• [Saved data entries]
========================================

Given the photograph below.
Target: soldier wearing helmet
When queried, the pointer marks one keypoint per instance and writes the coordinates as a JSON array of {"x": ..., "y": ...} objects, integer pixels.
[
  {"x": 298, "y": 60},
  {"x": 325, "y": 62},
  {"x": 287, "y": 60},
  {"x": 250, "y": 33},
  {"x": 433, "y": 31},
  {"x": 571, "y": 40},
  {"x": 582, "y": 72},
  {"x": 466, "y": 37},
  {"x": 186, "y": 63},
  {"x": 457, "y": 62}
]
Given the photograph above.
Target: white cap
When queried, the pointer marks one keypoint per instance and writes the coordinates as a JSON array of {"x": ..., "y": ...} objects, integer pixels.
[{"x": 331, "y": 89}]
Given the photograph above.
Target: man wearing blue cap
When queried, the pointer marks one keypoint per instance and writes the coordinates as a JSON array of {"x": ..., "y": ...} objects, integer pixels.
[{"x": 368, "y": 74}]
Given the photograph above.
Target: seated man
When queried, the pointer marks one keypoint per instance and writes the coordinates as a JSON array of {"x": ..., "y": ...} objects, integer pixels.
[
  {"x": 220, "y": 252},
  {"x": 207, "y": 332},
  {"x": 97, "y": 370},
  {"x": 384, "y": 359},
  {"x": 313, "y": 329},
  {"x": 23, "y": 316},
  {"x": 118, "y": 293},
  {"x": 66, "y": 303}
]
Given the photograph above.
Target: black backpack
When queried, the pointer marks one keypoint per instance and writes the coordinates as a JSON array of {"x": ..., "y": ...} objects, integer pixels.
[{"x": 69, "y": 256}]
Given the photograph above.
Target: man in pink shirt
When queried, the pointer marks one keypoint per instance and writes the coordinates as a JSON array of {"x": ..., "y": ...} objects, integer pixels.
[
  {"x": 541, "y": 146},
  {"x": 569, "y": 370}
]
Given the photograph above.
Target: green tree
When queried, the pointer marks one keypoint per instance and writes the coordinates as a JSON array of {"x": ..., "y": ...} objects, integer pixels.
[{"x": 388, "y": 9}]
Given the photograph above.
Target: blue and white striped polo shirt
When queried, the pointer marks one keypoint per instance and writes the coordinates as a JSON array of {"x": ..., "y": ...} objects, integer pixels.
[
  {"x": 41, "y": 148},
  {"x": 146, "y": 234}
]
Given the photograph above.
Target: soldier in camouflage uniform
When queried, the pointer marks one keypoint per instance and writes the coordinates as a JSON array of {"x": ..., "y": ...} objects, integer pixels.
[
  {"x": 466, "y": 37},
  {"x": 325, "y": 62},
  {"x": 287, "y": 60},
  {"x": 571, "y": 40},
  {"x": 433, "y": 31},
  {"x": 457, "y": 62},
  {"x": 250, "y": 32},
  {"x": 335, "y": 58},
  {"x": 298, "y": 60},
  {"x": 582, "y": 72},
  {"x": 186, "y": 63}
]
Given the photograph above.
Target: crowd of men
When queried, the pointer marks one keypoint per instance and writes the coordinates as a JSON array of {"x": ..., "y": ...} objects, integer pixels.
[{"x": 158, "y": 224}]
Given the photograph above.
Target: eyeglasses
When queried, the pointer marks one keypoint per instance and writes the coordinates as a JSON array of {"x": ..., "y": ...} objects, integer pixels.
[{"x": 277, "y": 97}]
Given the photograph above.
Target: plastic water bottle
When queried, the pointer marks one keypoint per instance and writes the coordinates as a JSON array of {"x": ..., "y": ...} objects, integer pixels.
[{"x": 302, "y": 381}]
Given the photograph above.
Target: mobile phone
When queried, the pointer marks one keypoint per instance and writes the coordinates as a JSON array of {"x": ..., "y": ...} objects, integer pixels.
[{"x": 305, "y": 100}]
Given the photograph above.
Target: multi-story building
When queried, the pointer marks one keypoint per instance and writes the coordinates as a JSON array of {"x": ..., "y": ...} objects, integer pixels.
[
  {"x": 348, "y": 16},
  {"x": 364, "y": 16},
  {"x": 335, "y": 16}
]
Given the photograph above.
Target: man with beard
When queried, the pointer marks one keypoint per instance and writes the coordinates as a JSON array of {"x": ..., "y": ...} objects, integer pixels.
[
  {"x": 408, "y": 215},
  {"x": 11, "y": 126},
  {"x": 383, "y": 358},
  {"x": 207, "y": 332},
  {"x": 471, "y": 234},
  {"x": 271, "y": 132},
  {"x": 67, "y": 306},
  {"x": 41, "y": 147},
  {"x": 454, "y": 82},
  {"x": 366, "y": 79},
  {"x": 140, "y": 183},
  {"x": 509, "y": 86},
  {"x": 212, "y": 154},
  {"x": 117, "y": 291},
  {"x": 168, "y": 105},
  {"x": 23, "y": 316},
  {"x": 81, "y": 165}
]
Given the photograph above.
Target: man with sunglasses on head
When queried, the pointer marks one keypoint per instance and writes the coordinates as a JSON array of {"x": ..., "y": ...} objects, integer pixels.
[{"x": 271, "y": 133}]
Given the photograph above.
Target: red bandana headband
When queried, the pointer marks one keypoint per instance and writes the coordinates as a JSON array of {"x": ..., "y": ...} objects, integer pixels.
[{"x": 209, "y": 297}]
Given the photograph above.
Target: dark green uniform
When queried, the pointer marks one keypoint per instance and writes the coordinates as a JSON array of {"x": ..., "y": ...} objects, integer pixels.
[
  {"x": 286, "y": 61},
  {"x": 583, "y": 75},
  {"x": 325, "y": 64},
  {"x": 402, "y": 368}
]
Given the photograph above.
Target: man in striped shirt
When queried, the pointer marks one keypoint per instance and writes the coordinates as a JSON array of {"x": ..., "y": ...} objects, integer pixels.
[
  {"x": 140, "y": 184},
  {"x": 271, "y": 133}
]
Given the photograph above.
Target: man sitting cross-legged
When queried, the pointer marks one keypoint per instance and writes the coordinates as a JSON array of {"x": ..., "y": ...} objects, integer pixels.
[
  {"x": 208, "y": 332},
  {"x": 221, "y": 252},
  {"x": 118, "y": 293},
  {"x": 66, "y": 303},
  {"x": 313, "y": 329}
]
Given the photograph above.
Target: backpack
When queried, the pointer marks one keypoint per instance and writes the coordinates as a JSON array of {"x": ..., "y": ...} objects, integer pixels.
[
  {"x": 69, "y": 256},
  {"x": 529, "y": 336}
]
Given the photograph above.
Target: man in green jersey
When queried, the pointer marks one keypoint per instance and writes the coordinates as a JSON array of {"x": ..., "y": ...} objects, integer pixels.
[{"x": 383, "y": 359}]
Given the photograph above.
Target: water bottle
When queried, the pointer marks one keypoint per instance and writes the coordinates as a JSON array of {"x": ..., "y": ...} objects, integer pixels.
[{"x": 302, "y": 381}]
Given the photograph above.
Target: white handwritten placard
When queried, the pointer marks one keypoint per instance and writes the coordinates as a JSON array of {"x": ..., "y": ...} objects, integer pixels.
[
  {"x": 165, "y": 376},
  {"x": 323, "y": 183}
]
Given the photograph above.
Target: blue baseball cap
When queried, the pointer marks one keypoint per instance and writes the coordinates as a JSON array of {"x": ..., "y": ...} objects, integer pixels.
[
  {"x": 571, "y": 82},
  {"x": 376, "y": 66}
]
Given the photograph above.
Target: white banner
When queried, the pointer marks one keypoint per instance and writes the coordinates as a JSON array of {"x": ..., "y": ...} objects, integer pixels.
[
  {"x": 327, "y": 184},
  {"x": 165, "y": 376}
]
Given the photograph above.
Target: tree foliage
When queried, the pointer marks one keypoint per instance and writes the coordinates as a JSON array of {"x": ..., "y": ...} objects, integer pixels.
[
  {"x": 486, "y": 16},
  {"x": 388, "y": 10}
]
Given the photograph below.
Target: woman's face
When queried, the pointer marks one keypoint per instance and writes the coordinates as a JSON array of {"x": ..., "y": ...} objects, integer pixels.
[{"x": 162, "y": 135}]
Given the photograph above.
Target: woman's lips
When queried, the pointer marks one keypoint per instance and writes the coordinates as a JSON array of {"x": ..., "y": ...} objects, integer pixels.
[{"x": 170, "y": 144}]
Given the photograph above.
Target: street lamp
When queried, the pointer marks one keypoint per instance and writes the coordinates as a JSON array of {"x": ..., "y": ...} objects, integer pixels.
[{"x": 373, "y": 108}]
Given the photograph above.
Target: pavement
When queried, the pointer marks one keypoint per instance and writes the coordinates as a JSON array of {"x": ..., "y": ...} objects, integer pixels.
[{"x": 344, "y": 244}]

========================================

• [Aim of the task]
Please locate every line in the entries above that contains the word "soldier", and copy each of those lines.

• [Response to the task]
Target: soldier wearing helmet
Target: soldier in camouflage uniform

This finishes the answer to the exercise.